I have two concerns :

During my digital electronics class, I was told that the design of the processor is first carried on an FPGA board and verified. Only then it is finalized. In order to design the processors on FPGA board, you use Verilog and VHDL, and then let the tools do the heavy lifting. These tools then infer or deduce a schematic / design from our program. Also, simultaneously, another team of engineers is busy programming test benches and carry out verification and simulation etc.

My first question :

If you let the tools do the designing portion of your processor (or microprocessor), 
then wont it always infer the same circuit, or at least nearly same circuit 
for your processor ?

For example, as one of lab exercises, we were required to program a 4 bit ALU on xilinx ISE in verilog. As long as we had the same instructions / operations/ functionality for our ALU , if we let the tools design ALU, wont it always design the same circuit ? I believe this because ultimately at the transistor level, an AND gate (just an example )will always be composed of, lets say 5 mos transistors (as provided in the library of components ). Also ALU will always contain same blocks / nearly same blocks like adder, subtractor etc ( In other words, same design will be inferred).

My second question :

If I am correct above ( which obviously I doubt ), then how would the designs differ ? 
In other words, where lies the role of a human / engineer if everything is 
done by the tools .

• **Stated goal 1**:
In the post about processor design, what hardware description language did the lab exercise require for programming the 4-bit ALU?
• **Stated goal 2**:
Resume the post about processor design on FPGA boards, picking up right after its last sentence.

• **Provided material**:
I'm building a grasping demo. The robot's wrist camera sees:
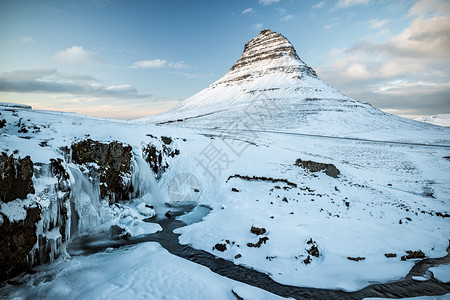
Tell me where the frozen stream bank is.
[0,206,450,299]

• **Task response 1**:
Verilog, on Xilinx ISE.

• **Task response 2**:
As another example, Intel produces processors. If we for the time being assume that they produce on 28 nm, and will continue to do so for another 5 years ( just an example) . Then how is it that they come up with fast processors every year or so ? I am confused because at the end of the day, Intel itself will obviously be using these kind of tools (verilog / vhdl) to design their chips. So as long as they have a functionality which does not change, they should always come up with same design.

Please understand that this is not a broad question. It focus on the automation aspects / designing using tools only. Also I am not concerned with advances in computer science concepts, such as introduction of pipelines etc which improved performance. I am only interested in above mention aspects.

I am asking this because I am little interested in designing a small microprocessor before my graduation. But programming a couple of lines in Verilog / vhdl and letting the tools do the job does not seem to excite me at all.

Thank you.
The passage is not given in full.